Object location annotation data
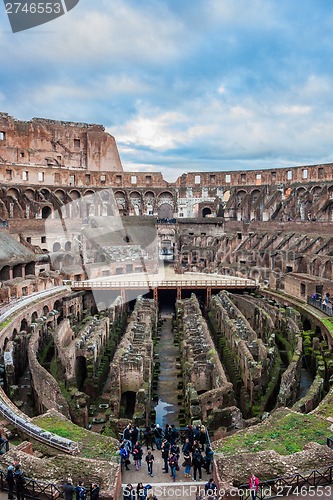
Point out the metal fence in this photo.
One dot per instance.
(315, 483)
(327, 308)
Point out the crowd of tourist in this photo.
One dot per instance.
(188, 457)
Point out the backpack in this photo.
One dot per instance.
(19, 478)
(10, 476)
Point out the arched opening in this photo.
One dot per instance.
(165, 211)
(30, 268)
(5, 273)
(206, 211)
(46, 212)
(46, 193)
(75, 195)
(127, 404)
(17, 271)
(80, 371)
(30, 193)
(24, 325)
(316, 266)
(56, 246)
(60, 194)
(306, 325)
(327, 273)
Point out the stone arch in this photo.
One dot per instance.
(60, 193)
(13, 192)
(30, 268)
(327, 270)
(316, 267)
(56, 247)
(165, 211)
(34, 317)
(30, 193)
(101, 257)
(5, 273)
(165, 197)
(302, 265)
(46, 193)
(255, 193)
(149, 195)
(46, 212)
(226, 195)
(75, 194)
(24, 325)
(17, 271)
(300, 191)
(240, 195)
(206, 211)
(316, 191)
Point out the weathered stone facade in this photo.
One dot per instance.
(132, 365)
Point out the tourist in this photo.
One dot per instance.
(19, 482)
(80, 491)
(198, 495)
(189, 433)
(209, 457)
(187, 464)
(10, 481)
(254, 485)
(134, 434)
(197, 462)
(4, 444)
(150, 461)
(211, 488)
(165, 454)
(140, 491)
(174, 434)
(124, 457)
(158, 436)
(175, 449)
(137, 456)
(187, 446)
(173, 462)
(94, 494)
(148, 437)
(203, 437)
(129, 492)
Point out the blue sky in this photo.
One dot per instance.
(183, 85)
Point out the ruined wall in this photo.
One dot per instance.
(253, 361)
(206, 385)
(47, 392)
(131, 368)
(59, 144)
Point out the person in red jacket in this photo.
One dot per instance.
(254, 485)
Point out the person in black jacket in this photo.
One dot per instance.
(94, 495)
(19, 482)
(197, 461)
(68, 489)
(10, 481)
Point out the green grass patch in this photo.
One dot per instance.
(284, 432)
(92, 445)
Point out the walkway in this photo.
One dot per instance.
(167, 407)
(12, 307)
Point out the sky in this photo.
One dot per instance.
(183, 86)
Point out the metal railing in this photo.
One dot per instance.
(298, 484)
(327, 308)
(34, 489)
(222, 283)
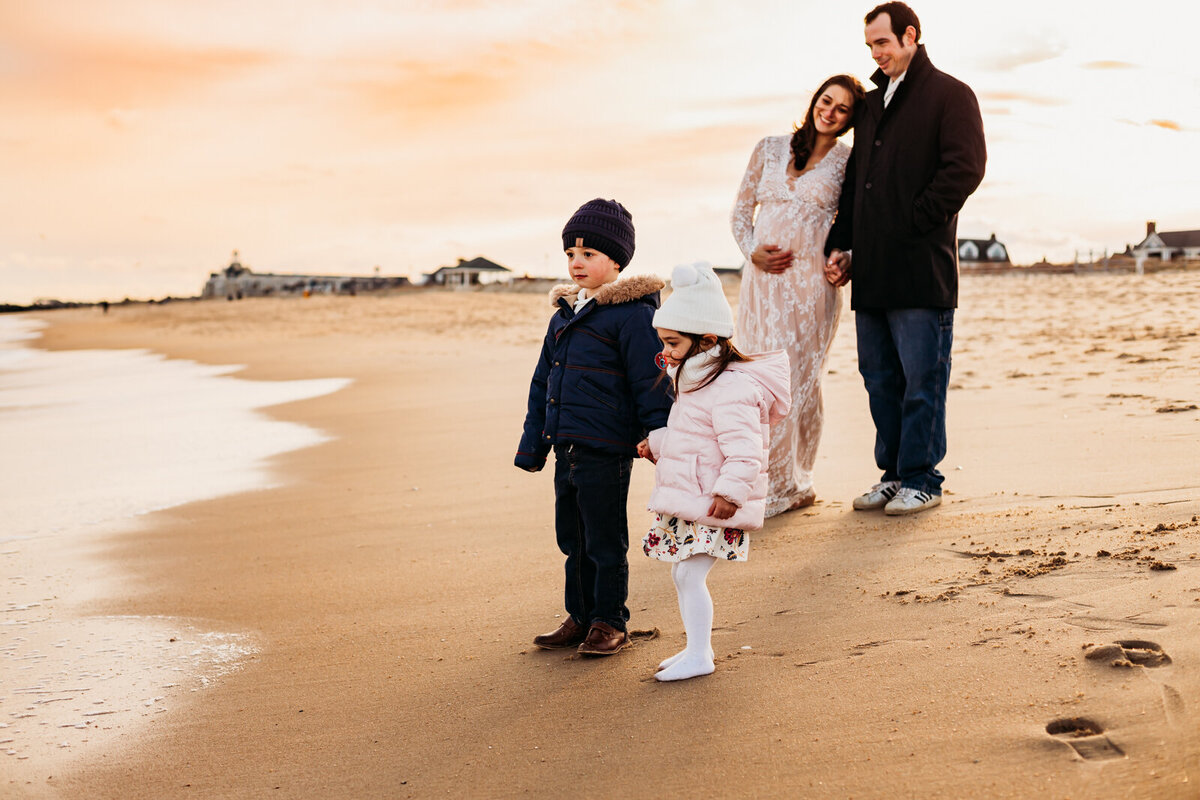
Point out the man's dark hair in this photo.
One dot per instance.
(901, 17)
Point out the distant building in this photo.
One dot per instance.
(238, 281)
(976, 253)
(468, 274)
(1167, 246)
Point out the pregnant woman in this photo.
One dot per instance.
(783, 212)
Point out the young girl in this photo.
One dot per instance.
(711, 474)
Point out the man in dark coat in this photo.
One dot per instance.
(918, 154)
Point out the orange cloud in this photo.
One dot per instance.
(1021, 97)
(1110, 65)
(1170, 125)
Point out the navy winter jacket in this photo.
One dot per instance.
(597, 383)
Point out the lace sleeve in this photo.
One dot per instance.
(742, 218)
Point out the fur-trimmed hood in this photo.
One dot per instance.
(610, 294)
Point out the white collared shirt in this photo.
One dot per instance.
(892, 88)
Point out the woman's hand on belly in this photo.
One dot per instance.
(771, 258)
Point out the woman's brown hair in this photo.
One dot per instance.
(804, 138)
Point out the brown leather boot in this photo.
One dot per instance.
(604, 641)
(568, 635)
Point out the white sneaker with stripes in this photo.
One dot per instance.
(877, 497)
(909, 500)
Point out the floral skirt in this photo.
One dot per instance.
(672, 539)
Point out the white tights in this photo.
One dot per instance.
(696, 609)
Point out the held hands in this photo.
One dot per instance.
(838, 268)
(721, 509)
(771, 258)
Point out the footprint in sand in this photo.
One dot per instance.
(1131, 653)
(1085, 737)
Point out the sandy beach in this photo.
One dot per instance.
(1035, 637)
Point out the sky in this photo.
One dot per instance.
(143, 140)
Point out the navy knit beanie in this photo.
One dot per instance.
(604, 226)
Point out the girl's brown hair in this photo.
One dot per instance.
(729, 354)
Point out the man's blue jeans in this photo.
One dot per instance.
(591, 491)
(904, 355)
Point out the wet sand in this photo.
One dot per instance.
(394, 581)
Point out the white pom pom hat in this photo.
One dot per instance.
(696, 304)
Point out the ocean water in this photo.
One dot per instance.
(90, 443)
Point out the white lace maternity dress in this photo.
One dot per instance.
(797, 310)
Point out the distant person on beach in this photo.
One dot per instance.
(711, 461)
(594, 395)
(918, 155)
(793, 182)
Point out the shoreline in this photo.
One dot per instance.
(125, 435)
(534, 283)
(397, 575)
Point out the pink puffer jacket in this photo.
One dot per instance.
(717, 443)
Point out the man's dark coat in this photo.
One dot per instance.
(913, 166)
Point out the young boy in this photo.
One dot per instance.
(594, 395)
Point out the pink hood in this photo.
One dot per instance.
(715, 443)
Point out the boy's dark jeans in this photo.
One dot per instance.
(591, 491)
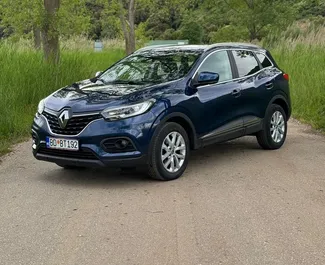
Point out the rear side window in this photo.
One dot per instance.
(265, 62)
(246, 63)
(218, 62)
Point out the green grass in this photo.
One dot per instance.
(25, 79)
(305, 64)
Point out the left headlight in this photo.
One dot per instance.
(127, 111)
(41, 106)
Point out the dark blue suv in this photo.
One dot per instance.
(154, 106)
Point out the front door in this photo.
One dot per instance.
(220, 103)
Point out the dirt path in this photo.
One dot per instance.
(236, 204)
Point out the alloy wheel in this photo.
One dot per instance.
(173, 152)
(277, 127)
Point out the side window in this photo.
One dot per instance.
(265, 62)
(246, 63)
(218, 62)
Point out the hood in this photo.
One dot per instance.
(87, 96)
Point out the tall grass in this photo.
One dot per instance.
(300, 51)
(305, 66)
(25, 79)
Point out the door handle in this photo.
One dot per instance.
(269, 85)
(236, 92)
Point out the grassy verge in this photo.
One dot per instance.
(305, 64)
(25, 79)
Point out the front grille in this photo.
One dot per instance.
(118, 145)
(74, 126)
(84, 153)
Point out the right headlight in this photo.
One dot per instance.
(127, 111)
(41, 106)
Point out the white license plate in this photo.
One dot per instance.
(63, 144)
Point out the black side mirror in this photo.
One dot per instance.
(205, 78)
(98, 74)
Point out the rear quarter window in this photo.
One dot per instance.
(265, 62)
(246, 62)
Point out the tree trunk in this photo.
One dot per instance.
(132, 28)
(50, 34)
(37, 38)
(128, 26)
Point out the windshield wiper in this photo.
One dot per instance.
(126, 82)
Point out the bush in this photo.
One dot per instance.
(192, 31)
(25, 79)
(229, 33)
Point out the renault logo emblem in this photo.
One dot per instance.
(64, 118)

==

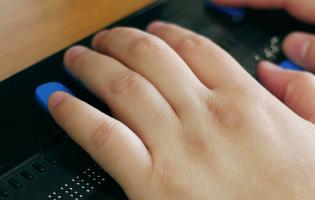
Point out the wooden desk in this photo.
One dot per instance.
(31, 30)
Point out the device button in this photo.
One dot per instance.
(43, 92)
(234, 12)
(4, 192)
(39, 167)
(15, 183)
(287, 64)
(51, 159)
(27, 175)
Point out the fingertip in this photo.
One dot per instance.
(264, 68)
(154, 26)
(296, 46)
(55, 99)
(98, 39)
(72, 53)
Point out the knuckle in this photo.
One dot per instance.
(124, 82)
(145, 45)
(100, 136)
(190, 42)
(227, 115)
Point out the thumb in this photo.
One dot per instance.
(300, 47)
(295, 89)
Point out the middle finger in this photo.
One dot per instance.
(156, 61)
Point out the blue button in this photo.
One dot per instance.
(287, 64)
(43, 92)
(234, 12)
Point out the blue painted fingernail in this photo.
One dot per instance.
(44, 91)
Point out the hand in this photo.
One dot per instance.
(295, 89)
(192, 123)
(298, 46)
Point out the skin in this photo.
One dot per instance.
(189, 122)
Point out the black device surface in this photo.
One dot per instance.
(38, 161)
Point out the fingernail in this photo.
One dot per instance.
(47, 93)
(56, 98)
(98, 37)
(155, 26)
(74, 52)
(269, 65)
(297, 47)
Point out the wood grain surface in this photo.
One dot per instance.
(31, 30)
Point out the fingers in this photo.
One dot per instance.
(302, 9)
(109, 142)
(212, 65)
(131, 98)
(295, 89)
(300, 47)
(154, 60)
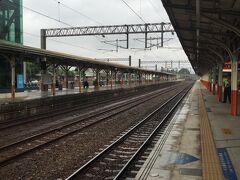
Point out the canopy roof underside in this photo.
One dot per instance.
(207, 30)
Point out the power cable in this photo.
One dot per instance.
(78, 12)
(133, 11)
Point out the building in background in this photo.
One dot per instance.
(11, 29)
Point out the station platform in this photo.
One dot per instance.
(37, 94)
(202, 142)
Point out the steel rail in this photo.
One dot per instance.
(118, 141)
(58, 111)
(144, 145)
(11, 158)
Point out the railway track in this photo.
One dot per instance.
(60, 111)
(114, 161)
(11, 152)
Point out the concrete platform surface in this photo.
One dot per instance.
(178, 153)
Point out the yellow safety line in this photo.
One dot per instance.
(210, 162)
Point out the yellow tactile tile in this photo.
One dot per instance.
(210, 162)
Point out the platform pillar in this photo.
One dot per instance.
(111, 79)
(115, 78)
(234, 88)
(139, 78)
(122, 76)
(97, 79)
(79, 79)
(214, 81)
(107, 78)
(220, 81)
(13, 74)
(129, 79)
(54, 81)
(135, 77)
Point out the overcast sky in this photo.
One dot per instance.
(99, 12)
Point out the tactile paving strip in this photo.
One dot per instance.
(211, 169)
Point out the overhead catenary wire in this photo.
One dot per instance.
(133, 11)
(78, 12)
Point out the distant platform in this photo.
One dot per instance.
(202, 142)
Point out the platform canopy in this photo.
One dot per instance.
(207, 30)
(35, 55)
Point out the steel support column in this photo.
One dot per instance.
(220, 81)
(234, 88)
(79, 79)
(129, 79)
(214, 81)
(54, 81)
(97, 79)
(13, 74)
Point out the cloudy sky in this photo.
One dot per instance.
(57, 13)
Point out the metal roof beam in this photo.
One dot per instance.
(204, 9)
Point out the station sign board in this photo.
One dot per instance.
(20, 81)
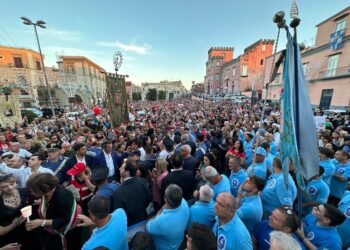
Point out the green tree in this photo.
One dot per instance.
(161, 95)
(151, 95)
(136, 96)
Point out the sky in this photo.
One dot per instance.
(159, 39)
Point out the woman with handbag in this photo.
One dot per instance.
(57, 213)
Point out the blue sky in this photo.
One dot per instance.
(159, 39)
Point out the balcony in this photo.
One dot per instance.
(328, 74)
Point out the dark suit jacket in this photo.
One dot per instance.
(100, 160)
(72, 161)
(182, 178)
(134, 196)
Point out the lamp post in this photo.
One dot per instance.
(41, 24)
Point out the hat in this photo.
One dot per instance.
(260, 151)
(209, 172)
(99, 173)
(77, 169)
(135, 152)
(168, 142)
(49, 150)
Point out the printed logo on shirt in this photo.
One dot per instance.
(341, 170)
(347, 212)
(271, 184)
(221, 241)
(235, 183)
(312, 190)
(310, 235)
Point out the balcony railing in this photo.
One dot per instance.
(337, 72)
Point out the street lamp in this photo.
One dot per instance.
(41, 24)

---

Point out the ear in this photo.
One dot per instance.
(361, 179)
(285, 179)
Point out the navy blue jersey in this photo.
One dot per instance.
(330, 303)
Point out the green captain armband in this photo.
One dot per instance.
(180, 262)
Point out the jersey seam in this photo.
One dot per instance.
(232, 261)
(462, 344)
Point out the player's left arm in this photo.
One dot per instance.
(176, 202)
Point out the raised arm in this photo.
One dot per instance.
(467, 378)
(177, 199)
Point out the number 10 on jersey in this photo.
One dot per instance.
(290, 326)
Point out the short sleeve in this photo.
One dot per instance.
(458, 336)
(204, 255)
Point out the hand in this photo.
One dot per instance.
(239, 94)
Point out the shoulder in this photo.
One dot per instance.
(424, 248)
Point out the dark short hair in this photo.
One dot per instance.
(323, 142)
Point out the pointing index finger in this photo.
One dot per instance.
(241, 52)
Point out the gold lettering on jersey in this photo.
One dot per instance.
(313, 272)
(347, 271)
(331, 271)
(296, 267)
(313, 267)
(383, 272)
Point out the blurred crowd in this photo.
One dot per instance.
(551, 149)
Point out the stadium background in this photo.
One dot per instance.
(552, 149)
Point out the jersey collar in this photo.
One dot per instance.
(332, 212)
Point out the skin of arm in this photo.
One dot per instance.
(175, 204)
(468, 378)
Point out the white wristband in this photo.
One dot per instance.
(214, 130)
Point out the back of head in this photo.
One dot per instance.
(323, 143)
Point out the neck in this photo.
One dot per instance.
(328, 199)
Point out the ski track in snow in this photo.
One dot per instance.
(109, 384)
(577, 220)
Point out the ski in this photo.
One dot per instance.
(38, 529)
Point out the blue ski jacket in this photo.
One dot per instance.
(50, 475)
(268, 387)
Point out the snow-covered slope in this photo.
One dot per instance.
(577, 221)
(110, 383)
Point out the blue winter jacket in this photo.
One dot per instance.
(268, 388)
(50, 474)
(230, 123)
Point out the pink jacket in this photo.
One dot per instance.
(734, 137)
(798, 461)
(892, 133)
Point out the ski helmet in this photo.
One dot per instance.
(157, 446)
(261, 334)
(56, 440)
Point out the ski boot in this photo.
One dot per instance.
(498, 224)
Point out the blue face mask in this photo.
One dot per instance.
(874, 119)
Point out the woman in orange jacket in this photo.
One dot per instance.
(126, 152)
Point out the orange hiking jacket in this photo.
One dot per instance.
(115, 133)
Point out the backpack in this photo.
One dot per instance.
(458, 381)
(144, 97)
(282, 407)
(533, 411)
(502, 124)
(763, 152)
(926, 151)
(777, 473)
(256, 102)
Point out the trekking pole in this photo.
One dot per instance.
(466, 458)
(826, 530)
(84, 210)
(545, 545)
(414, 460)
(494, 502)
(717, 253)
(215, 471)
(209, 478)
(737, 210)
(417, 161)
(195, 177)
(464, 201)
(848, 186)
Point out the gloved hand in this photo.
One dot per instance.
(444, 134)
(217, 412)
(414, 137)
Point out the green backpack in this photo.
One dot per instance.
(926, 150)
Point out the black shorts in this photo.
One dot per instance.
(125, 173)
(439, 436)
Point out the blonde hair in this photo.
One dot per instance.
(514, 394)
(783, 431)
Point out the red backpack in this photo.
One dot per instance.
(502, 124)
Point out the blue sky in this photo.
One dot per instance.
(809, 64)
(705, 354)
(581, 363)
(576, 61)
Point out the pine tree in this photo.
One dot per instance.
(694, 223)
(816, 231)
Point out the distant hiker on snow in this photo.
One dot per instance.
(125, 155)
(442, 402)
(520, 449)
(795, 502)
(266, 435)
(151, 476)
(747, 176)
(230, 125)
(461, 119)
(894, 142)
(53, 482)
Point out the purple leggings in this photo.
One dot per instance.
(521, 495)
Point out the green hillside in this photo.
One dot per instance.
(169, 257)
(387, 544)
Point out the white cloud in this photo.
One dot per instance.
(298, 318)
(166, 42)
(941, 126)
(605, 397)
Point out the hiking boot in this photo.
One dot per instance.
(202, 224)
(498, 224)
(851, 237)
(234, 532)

__Task details__: How many lines in the data above contain the string "railing"? Case counts, and the answer should be the number alone.

__Task output__: 2